THE REQUEST:
Quote the lines below word for word, keeping every character and line break unchanged.

--- start AVAILABLE RECORDS ---

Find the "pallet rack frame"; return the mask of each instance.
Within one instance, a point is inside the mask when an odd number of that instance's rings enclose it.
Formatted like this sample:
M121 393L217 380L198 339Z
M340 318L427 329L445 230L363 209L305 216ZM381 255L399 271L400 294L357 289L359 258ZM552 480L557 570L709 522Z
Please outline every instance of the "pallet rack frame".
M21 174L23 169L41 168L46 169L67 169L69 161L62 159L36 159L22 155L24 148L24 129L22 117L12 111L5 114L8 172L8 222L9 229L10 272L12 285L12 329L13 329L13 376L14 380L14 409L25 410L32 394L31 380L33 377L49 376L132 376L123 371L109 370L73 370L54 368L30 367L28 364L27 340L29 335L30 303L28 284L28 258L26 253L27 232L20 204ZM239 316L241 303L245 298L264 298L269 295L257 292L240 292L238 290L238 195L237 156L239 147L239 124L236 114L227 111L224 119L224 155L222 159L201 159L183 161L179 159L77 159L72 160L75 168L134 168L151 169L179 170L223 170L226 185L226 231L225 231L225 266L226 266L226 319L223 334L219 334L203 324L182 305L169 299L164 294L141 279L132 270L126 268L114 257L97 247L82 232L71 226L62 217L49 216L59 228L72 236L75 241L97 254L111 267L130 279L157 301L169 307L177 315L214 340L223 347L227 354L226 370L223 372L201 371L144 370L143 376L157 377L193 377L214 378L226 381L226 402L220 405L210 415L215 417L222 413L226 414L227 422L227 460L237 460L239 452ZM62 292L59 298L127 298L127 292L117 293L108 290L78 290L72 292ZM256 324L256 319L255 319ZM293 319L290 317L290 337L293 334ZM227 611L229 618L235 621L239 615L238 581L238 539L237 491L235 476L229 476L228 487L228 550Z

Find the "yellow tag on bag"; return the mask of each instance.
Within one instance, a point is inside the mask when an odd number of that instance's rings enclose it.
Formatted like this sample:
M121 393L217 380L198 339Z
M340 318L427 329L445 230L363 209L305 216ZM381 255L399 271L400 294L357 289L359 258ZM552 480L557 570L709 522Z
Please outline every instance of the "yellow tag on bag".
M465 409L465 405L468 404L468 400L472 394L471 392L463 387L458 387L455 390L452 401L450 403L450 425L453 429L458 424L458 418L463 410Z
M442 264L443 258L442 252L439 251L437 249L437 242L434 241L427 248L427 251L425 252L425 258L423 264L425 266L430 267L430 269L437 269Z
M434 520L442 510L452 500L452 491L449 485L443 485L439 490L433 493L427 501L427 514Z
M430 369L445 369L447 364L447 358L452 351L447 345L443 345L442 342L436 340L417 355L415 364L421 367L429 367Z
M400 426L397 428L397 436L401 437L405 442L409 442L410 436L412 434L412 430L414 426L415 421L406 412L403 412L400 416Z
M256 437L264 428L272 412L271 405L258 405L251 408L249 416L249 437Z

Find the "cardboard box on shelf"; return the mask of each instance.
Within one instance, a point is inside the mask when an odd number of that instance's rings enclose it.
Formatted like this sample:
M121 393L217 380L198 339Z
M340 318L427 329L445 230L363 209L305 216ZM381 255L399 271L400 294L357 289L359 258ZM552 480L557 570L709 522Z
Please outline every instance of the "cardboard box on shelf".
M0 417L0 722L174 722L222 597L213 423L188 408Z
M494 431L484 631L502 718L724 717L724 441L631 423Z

--- end AVAILABLE RECORDS ---

ANSWER TO THIS PROBLEM:
Find the "pallet rack frame"; return the mask of each instance.
Within one instance, a point is inside the mask when an odd number of that instance's rings enclose it.
Formatted like this sample:
M121 393L217 380L198 339Z
M340 318L427 329L445 230L363 209L305 216ZM381 255L399 271L400 294L357 289L359 258ZM552 480L557 570L709 522Z
Please outline every instance of the "pallet rack frame".
M21 174L23 169L41 168L46 169L67 169L69 161L62 159L36 159L22 155L24 148L24 129L22 117L12 111L5 114L8 172L8 222L9 229L10 272L12 285L12 329L13 329L13 376L14 380L14 409L25 410L32 394L31 380L33 377L49 376L132 376L123 371L109 370L73 370L54 368L30 367L28 364L27 340L29 335L30 303L28 284L28 258L26 253L27 232L20 204ZM239 316L241 303L245 298L264 298L269 295L257 292L240 292L238 290L238 195L237 156L239 147L239 124L236 114L227 111L224 119L224 155L222 159L201 159L183 161L179 159L77 159L72 160L75 168L134 168L151 169L179 170L223 170L226 185L226 231L225 231L225 266L226 266L226 319L223 334L219 334L203 324L182 305L169 299L164 294L141 279L132 270L126 268L114 257L97 247L82 232L71 226L62 217L49 216L59 228L72 236L75 241L97 254L111 267L130 279L157 301L169 307L177 315L214 340L223 347L227 354L226 370L223 372L201 371L144 370L143 376L157 377L193 377L214 378L226 381L226 402L220 405L210 415L215 417L222 413L226 414L227 422L227 460L237 460L239 452ZM62 292L59 298L127 298L127 292L117 293L108 290L78 290L72 292ZM256 324L256 319L255 319ZM293 319L290 317L290 337L293 334ZM227 611L229 618L235 621L239 615L238 581L238 539L237 491L235 476L229 476L228 487L228 550Z

Find the "yellow tag on bag"; return the mask of each instance.
Within one instance, a point is inside the mask when an odd number of that instance's rings enclose it.
Formatted like this sample:
M121 393L217 380L198 339Z
M340 318L427 329L445 230L363 209L305 216ZM381 255L399 271L400 294L357 289L359 258ZM552 480L557 570L709 522Z
Please outline every instance of the "yellow tag on bag".
M465 409L465 405L468 404L468 400L472 394L471 392L463 387L458 387L455 390L452 401L450 403L450 425L453 429L458 424L458 418L463 410Z
M442 264L443 258L442 252L439 251L437 249L437 242L434 241L427 248L427 251L425 252L425 258L423 264L425 266L430 267L430 269L437 269Z
M434 520L442 510L452 500L452 491L449 485L443 485L439 490L433 493L427 501L427 514Z
M430 369L445 369L447 364L447 358L452 351L447 345L443 345L442 342L436 340L417 355L415 364L421 367L429 367Z
M400 426L397 428L397 436L401 437L405 442L409 442L410 436L412 434L412 430L414 426L415 421L406 412L403 412L400 416Z
M256 437L264 428L272 412L271 405L258 405L251 408L249 416L249 437Z

Find the "cardboard box on shelf"; return the mask of each instance.
Within one instance, a point is inside the mask when an odd number of that instance's rings enclose it.
Formatted like this sample:
M121 393L217 380L198 339Z
M340 318L427 329L445 230L363 209L305 216ZM381 255L399 271L400 294L357 289L359 258ZM552 480L557 570L709 522Z
Please outline every instance of the "cardboard box on shelf".
M0 417L0 722L174 722L222 597L213 423L188 408Z
M494 431L484 631L502 718L724 717L724 441L631 423Z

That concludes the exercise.